Copy out every one of the following records with "instance" replaced by "occurrence" each time it appears, keeping all other text unchanged.

— begin —

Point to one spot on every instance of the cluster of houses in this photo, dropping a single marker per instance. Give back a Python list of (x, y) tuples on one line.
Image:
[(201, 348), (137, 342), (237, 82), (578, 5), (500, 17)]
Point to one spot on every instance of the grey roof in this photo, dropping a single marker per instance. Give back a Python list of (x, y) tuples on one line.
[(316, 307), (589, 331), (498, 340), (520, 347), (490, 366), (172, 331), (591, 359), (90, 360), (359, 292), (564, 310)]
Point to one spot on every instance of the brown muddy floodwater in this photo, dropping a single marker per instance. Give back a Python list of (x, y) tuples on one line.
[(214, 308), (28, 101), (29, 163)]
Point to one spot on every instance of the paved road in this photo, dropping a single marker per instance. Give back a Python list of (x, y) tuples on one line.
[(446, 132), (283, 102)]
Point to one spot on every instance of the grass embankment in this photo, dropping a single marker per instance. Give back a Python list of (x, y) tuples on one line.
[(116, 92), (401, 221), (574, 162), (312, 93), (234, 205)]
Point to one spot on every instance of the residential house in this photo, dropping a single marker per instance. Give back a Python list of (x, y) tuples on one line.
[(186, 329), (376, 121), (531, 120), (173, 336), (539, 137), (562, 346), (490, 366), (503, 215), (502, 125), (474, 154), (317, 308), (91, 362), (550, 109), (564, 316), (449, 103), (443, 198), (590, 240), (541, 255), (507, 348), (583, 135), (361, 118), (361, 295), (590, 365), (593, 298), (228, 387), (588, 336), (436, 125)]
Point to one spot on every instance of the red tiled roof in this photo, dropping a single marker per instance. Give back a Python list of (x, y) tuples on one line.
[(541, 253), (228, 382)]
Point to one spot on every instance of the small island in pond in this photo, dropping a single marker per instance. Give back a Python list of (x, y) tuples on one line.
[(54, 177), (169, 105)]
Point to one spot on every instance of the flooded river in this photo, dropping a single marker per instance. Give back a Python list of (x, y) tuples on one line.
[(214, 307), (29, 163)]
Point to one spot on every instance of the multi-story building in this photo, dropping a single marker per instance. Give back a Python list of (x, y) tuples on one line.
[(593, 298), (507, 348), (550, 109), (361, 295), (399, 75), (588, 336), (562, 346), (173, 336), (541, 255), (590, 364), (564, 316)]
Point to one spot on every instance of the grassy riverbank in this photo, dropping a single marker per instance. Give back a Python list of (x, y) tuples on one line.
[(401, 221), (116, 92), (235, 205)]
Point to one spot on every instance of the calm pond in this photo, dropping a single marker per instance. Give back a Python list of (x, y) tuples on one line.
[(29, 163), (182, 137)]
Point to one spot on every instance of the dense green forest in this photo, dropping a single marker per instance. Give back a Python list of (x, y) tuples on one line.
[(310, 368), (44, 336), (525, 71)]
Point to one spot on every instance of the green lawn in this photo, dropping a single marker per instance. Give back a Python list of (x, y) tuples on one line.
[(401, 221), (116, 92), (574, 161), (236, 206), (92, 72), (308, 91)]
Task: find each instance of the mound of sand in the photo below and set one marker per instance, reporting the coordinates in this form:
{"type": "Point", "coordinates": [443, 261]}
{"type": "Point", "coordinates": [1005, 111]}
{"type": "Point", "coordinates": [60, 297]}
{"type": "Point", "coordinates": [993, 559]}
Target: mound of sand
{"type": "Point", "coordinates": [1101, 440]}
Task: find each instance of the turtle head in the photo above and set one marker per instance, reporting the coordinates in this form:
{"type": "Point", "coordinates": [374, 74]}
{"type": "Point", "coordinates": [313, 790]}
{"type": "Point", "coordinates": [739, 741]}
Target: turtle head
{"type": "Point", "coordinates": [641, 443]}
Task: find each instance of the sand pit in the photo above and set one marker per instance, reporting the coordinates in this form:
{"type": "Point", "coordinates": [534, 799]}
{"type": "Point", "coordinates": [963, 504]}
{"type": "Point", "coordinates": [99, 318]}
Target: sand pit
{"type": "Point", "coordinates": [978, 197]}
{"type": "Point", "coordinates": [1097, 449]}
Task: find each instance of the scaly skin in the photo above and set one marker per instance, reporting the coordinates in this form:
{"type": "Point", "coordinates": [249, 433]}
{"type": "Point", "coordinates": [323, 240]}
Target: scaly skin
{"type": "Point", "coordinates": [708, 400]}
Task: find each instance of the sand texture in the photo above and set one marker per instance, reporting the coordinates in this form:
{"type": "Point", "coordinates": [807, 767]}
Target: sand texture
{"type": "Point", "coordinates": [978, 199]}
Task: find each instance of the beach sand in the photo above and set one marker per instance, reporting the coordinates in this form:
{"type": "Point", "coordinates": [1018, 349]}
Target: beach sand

— end —

# THE OUTPUT:
Point to one spot on every occurrence of the cluster of houses in this photo, dropping a single marker per occurrence. Give back a Python list of (x, y) tuples on one line.
Image:
[(201, 348), (137, 342), (237, 82), (578, 5), (500, 17)]
Point to one spot on every occurrence of the grey roof in this photo, dropping a single marker per occurrence. Give back a Python list of (x, y) tuples on one line.
[(316, 307), (589, 331), (498, 340), (520, 347), (490, 366), (172, 331), (591, 359), (90, 360), (359, 292), (564, 310)]
Point to one spot on every occurrence of the brown muddy floodwater in this photo, dropping a single marker per occurrence. Give back a Python list of (x, y) tuples on one line.
[(214, 308), (28, 101), (29, 163)]
Point to one spot on every occurrence of the paved road in this photo, dropping a single marker per occurrence. Give back a Python list of (x, y) tuples on one line.
[(446, 132), (283, 102)]
Point to one spot on every occurrence of the grass embankment in this photo, dropping a single marker per occurrence. Give back a Python list of (x, y) tuples on one line.
[(116, 92), (401, 221), (574, 162), (312, 93), (234, 205)]
Point to one spot on every occurrence of the residential house in this photo, dropping a single marker per occurrence. Give back a Python list of (x, y) tuples on one line.
[(186, 329), (376, 121), (531, 120), (173, 336), (539, 137), (562, 346), (490, 366), (503, 215), (502, 125), (474, 154), (317, 308), (91, 362), (550, 109), (564, 316), (449, 103), (443, 198), (590, 240), (541, 255), (507, 348), (583, 135), (361, 118), (361, 295), (590, 365), (593, 298), (228, 387), (588, 336), (436, 125)]
Point to one spot on every occurrence of the red tiled roof in this photo, dropping a single marker per occurrence. Give back a Python list of (x, y) tuples on one line.
[(541, 253), (228, 382)]
Point to one spot on every occurrence of the small island in pond in this photo, dropping a single marker per occurrence. Give back a Python list of (x, y) tuples on one line.
[(54, 177), (169, 105)]
Point to one spot on every occurrence of the flooded river in this photo, dropping a single marker per occurrence. Give back a Python list of (x, y) tuples on one line.
[(214, 307), (29, 163)]
Point to one spot on every occurrence of the multi-story building in this photo, dropping a single marker per occurrence. Give back a Python list of (x, y) tuples on one line.
[(593, 298), (507, 348), (550, 109), (361, 295), (399, 75), (588, 336), (562, 346), (173, 336), (541, 255), (590, 364), (564, 316)]
Point to one spot on every occurrence of the grassy riverbank in this photo, dropping a single marker per occurrence. Give back a Python list of (x, y) tuples on one line.
[(401, 221), (116, 92), (235, 205)]
Point to one spot on every occurrence of the calm pond in this photo, dropping a single marker per occurrence. Give back a Python list of (x, y) tuples on one line.
[(29, 163), (182, 137)]
Point to one spot on every occurrence of the dense green forest in this photo, dropping a single marker per occurrence. Give back a Python list of (x, y) tuples on one line.
[(310, 368), (44, 336), (525, 71)]
Point to one spot on every occurrence of the green lawn in this photo, dropping a single marker per occurrence. Give back a Python list of (x, y) tuples on one line.
[(401, 221), (116, 92), (574, 161), (236, 206), (92, 72), (308, 91)]
Task: find each occurrence of the mound of sand in the photo below and set one marker per occurrence, reporting the coordinates in this form:
{"type": "Point", "coordinates": [443, 261]}
{"type": "Point", "coordinates": [1005, 111]}
{"type": "Point", "coordinates": [60, 297]}
{"type": "Point", "coordinates": [993, 559]}
Target: mound of sand
{"type": "Point", "coordinates": [1101, 440]}
Task: find each occurrence of the turtle head in the photo above and set one marker per occurrence, reporting the coordinates in this form:
{"type": "Point", "coordinates": [374, 74]}
{"type": "Point", "coordinates": [313, 790]}
{"type": "Point", "coordinates": [739, 741]}
Target: turtle head
{"type": "Point", "coordinates": [641, 443]}
Task: find each occurrence of the sand pit in the photo above and set one marker per occurrence, reporting the coordinates in this form:
{"type": "Point", "coordinates": [534, 799]}
{"type": "Point", "coordinates": [963, 504]}
{"type": "Point", "coordinates": [99, 318]}
Target: sand pit
{"type": "Point", "coordinates": [978, 197]}
{"type": "Point", "coordinates": [1097, 449]}
Task: find each occurrence of the scaly skin in the photo above and set one marker per occurrence, reporting the coordinates in this form:
{"type": "Point", "coordinates": [249, 433]}
{"type": "Point", "coordinates": [323, 240]}
Target: scaly skin
{"type": "Point", "coordinates": [708, 400]}
Task: find each occurrence of the sand texture in the photo above and set one marker per occurrence, reporting the coordinates in this form:
{"type": "Point", "coordinates": [807, 767]}
Target: sand texture
{"type": "Point", "coordinates": [978, 199]}
Task: find each occurrence of the beach sand in the photo above and set one marker per occurrence, reporting the coordinates in this form:
{"type": "Point", "coordinates": [1018, 349]}
Target: beach sand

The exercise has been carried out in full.